Using the data below, show every line where the word "shelf" occurs.

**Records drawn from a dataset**
******

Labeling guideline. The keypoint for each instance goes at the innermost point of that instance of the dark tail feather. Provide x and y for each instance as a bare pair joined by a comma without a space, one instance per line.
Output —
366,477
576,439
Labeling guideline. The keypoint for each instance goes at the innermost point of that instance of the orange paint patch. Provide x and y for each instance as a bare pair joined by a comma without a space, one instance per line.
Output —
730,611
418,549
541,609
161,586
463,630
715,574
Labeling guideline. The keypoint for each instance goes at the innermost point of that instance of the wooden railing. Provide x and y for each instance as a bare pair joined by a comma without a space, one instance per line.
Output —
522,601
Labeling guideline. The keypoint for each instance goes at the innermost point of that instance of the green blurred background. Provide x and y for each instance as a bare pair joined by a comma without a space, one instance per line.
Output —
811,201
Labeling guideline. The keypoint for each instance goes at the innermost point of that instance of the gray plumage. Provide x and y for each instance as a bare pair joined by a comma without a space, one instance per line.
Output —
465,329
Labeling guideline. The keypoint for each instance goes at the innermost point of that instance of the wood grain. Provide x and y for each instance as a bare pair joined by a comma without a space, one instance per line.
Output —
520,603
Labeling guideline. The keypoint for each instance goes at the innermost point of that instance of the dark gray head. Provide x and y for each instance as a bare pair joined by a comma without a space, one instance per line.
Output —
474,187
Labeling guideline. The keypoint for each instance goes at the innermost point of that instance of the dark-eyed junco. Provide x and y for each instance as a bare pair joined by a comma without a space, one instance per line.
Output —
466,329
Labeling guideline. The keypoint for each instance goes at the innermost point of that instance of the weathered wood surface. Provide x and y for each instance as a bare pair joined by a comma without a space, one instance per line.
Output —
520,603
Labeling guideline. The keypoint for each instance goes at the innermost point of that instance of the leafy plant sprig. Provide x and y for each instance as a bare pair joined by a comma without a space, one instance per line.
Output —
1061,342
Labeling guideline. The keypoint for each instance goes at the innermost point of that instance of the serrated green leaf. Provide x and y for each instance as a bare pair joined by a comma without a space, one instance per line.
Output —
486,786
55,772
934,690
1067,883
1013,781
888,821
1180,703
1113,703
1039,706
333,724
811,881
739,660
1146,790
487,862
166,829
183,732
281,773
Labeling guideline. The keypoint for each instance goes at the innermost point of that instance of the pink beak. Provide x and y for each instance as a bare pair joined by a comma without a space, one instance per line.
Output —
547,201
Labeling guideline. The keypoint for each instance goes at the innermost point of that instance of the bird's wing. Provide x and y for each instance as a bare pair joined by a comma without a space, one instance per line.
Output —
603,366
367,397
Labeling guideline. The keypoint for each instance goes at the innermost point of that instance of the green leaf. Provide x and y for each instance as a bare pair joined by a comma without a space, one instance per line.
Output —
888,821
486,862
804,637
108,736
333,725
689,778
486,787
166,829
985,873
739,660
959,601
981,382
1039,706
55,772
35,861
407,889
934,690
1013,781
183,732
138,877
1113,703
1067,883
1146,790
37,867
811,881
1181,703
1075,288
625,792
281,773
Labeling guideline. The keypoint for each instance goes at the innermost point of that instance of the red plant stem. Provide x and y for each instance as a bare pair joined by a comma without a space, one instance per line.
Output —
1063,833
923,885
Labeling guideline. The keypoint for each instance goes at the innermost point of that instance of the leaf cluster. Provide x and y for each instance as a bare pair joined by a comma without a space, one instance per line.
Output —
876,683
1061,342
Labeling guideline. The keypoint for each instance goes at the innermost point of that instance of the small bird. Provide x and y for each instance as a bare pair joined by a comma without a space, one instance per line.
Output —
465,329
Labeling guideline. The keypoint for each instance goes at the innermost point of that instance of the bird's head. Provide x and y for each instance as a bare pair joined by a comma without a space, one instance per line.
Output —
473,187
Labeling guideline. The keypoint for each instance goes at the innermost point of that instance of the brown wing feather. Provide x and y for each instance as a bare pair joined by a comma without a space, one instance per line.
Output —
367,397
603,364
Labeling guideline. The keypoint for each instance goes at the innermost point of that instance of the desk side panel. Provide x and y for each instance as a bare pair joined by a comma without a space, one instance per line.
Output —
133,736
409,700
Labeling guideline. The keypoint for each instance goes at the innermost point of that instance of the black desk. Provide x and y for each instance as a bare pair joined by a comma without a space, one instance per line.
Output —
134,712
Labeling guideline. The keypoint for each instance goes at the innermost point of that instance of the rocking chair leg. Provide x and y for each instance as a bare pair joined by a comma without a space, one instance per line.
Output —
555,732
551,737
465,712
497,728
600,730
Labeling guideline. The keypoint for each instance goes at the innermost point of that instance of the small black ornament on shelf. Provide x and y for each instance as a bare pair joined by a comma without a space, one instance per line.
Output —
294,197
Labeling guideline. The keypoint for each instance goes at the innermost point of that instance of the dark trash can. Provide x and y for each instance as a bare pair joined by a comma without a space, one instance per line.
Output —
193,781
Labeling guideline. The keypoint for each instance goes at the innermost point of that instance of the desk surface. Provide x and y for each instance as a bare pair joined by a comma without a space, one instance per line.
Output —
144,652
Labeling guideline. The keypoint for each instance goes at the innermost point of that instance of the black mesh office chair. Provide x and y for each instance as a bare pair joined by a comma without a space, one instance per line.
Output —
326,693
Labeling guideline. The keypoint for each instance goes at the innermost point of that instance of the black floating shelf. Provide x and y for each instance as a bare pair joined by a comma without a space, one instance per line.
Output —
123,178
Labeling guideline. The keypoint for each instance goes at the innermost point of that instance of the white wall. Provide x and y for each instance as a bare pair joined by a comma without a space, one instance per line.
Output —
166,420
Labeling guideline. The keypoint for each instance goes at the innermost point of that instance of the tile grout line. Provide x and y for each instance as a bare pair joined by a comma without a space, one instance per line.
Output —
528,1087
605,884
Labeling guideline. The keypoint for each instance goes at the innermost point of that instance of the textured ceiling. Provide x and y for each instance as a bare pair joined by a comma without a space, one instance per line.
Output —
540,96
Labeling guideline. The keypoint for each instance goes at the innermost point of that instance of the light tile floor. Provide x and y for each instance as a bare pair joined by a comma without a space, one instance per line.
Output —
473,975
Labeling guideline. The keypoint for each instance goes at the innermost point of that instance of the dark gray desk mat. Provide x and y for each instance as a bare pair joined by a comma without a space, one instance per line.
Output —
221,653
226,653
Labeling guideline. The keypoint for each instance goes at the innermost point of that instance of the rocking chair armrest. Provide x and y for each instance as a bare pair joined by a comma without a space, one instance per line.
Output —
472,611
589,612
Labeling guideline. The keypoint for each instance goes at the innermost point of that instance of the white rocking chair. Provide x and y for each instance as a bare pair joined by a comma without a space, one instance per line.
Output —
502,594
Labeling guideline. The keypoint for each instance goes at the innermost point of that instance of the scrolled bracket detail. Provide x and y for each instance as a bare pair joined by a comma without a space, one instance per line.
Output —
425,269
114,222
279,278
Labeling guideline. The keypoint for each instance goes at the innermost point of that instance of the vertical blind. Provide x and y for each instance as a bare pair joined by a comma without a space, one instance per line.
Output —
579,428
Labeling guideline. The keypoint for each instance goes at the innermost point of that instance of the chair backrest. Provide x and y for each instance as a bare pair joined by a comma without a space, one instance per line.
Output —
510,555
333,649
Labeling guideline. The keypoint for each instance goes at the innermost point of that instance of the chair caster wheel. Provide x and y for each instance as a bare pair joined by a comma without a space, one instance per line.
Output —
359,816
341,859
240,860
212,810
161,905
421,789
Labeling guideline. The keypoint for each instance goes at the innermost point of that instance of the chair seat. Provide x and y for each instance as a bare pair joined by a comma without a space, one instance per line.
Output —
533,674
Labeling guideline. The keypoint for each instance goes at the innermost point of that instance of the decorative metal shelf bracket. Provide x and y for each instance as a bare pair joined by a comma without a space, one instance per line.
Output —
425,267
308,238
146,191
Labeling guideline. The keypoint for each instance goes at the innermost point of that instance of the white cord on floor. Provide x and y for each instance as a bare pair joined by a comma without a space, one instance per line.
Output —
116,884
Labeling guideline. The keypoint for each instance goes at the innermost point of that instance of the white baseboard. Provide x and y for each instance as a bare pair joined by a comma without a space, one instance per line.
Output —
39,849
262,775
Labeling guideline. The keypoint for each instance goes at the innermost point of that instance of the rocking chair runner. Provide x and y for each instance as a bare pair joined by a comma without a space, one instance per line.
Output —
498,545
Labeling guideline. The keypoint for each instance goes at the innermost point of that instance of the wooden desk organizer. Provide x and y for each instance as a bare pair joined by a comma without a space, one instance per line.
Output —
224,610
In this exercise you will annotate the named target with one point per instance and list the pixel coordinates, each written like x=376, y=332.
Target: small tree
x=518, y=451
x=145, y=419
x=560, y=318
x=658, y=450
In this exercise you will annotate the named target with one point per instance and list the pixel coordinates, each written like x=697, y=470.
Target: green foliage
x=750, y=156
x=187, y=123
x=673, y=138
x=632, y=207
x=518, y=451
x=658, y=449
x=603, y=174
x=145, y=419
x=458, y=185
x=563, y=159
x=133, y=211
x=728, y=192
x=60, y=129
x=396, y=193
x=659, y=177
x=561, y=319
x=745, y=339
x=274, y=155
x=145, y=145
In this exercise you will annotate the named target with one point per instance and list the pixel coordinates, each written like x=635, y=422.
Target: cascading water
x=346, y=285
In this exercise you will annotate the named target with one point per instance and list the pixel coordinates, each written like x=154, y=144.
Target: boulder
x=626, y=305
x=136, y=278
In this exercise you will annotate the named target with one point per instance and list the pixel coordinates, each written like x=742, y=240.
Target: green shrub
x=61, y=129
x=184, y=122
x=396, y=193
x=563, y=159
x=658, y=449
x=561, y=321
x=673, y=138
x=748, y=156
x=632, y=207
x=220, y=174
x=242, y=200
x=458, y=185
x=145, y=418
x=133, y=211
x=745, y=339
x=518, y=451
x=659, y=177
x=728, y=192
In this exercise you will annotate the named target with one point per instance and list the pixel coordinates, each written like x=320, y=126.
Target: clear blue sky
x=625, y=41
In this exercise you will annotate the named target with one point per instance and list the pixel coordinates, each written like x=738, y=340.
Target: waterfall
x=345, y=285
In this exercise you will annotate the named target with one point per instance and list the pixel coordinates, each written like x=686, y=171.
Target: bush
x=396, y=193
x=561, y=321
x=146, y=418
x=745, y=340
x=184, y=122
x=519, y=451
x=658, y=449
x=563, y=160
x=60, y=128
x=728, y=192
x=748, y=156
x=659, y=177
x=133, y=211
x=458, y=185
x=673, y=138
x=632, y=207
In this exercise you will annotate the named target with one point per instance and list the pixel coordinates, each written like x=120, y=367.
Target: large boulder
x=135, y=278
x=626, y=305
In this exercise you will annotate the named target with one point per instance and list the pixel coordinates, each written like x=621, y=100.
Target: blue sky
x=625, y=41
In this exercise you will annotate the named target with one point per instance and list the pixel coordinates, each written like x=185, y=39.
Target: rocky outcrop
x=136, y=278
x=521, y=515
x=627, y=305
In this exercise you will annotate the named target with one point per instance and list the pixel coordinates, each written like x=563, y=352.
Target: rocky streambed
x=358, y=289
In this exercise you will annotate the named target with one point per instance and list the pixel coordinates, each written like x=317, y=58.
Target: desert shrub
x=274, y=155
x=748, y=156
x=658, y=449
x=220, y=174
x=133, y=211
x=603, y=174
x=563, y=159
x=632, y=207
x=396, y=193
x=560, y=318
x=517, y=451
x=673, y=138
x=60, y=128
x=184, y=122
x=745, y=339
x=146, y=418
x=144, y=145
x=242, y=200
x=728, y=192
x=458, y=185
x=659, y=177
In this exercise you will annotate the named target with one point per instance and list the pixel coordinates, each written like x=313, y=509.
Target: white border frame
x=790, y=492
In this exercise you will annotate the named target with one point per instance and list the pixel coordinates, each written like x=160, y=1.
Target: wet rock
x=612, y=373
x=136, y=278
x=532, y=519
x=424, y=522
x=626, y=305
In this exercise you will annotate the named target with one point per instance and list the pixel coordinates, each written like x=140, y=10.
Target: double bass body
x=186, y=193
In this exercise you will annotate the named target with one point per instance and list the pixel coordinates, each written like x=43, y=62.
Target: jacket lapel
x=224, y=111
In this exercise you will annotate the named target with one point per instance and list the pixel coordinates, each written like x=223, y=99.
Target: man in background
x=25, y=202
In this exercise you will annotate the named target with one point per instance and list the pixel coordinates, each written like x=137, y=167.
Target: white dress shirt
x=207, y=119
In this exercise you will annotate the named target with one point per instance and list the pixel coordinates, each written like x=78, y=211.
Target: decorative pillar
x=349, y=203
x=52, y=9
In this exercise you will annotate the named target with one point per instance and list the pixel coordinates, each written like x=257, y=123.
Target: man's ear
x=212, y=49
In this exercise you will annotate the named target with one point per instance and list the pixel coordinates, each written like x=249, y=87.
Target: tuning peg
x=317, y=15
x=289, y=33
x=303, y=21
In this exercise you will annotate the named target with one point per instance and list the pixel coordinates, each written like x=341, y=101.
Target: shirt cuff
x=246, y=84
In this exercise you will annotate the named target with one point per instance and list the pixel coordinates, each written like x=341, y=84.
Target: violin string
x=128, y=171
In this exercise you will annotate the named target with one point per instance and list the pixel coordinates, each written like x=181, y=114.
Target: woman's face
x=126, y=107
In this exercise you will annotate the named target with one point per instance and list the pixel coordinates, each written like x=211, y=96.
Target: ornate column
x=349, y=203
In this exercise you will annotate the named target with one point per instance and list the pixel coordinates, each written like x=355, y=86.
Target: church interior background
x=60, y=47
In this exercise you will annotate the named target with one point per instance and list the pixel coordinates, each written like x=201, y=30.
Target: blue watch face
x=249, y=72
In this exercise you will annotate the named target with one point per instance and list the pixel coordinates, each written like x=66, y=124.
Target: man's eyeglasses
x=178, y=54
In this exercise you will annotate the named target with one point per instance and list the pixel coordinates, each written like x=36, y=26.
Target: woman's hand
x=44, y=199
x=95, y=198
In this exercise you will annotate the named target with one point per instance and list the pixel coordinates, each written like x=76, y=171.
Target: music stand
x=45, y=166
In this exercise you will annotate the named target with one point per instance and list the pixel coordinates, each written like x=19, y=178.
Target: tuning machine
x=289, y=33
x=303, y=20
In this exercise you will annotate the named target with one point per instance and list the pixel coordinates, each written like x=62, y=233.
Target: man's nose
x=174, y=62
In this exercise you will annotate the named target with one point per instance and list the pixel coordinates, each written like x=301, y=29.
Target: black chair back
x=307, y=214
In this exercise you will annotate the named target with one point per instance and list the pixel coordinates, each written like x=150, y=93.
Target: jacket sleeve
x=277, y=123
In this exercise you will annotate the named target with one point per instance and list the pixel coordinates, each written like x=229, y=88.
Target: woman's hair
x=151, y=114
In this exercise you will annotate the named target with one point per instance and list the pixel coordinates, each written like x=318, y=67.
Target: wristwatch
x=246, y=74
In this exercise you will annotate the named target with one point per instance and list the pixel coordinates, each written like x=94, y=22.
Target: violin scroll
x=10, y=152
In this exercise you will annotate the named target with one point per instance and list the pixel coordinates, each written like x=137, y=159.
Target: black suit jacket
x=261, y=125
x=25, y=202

******

**Exercise answer**
Labeling guideline. The keypoint for each instance goes at the innermost point of that instance of the small black ornament on shelf. Provide x and y for each instance as a bare pair joined by a comma without a space, one instance per line.
Labeling guideline. The keypoint for each instance goes at the innermost point of that instance of the black floating shelf. Provide x and y for each instance as a bare pair joined by a comma without a space, one instance per line.
Labeling guideline. The keypoint for each instance goes at the innermost point of that instance of the decorative metal shelf bracket. Provide x and y for each instance as a bare pair joined by a comma without a space, one instance per line.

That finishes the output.